> **Aufgaben**:
A - In welchem Jahr beantragte der NABU-Landesverband Sachsen laut dem Text über den Holzberg eine Unterschutzstellung des Holzberges als FND?
B - Übersetzen Sie den folgenden Satz aus dem Text über den Holzberg ins Englische: „Aber so lange Bergrecht auf dem Holzberg liegt, ist das nicht möglich.“
C - Schreiben Sie den Text über den Holzberg im Anschluss an seinen letzten Satz weiter.

> **Textauszug**:
'''
Wenn sie nicht wollen, dann wollen sie nicht. Während sich Landrat Henry Graichen bemüht, eine Lösung für das Biotop am Holzberg zu finden, tut sich die ihm unterstellte Untere Naturschutzbehörde schwer, für die Unterschutzstellung des ehemaligen Steinbruchs aktiv zu werden, gäbe es doch genug alte Steinbrüche im Landkreis Leipzig. So jedenfalls ist der Grundtenor einer Antwort an den Landtagsabgeordneten Marco Böhme (Die Linke).

Der hat zwar die Staatsregierung angefragt und das SMEKUL hat ihm geantwortet. Aber man befindet sich ja in Deutschland, wo die Verantwortlichkeiten klar geregelt sind. Und für die Unterschutzstellung als Flächennaturdenkmal auf Kreisebene ist die Untere Naturschutzbehörde zuständig. Aber die findet erstaunlich viele Gründe dafür, dass sie am Holzberg bei Böhlitz nicht aktiv werden muss.

Gründe, die das SMEKUL in seiner Antwort an Marco Böhme nur referieren kann.

Die Antwort des SMEKUL an Marco Böhme.

„Im Jahr 2019 beantragte der NABU-Landesverband Sachsen eine Unterschutzstellung des Holzberges als FND, was von der UNB des Landkreises Leipzig mit dem Verweis auf bestehendes Bergrecht abgelehnt wurde“, hatte Böhme in seiner Anfrage festgestellt.

„Mit Schreiben vom 30.05.2022 regte der BUND-Landesverband Sachsen beim SMEKUL erneut die Prüfung der Unterschutzstellung des Holzberges unter verschiedenen Schutzkategorien u. a. als FFH- bzw. SPA-Gebiet oder auch als FND an. Mit Schreiben vom 18.06.22 teilte die UNB des Landkreises Leipzig der Landesdirektion Sachsen (LDS) schriftlich eine ablehnende Haltung
mit – insbesondere hinsichtlich der Unterschutzstellung als FND.“

Das SMEKUL könnte zwar eine Ausweisung nach Natura-2000-Standard prüfen, hatte es damals in einer Stellungnahme zu einem Linke-Antrag formuliert. Aber so lange Bergrecht auf dem Holzberg liegt, ist das nicht möglich. Es könnte auch sein, dass das nicht klappt, weil nach Auskunft des Ministeriums die Sukzessionsprozesse im aufgegebenen Steinbruch noch nicht abgeschlossen sind.

Die Stellungnahme des SMEKUL zum Linke-Antrag vom Juli 2022.

Bliebe die Ausweisung als Flächennaturdenkmal. Und das liegt in der Hoheit des Landkreises, also der Unteren Naturbehörde (UNB).

Aber die will irgendwie nicht.

Keine Lust zur Prüfung

Das liest sich in der Antwort des Umweltministeriums so: „Der Landkreis Leipzig führt zu Beginn des Schreibens aus, dass sich die UNB nicht detailliert mit der Schutzwürdigkeit des Holzbergareals als Flächennaturdenkmal auseinandersetzt habe. Dies werde ‚aus Kapazitätsgründen‘ abgelehnt.
'''
[Einträge aus einem Zeigedatensatz]
'''
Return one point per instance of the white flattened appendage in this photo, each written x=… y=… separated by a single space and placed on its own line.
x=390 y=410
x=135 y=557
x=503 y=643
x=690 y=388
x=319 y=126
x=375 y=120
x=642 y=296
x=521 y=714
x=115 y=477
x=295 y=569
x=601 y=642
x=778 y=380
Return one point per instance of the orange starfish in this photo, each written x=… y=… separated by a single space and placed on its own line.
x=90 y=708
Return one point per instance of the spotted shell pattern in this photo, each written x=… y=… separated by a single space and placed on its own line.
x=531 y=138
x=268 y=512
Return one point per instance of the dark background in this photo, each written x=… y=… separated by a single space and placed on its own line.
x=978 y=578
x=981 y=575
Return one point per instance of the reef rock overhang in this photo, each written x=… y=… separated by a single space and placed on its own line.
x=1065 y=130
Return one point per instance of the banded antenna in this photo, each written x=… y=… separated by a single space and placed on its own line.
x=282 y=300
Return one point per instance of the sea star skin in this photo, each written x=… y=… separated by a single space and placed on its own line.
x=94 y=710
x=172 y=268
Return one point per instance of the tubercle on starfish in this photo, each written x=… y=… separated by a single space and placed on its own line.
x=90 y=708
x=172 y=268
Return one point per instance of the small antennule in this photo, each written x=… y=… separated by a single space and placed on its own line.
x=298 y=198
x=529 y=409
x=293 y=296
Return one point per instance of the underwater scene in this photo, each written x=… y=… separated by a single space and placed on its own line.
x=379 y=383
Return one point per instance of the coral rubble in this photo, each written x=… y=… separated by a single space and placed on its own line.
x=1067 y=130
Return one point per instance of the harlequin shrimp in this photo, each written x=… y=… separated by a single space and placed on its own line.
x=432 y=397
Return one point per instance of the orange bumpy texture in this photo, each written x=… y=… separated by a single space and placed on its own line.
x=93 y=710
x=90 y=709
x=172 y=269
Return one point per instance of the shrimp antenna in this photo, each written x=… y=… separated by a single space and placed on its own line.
'''
> **Antworten**:
A - Im Jahr 2019.

B - But as long as mining law applies to the Holzberg, that is not possible.

C -
Es liege im Normsetzungsermessen des zuständigen Verordnungsgebers, ob ein Naturraum, der eine Unterschutzstellung als Landschaftsschutzgebiet erfüllt, ausgewiesen wird. Analoges träfe aus der Sicht des Landkreises Leipzig für alle Schutzkategorien zu.

Der Landkreis Leipzig weist in dem Schreiben ausdrücklich darauf hin, dass eine zum gegenwärtigen Zeitpunkt durchgeführte überschlägige Einschätzung der
Schutzwürdigkeit zu einer Fehleinschätzung führen könne. Daher bestünden erhebliche Bedenken gegen diese Vorgehensweise. Gleichwohl gibt der Landkreis Leipzig in dem Schreiben vom 18. Juli 2022 eine ‘überschlägige Einschätzung’ ab, die jedoch nicht mit einer Würdigung und dem notwendigen Verfahren dazu gleichzustellen sei.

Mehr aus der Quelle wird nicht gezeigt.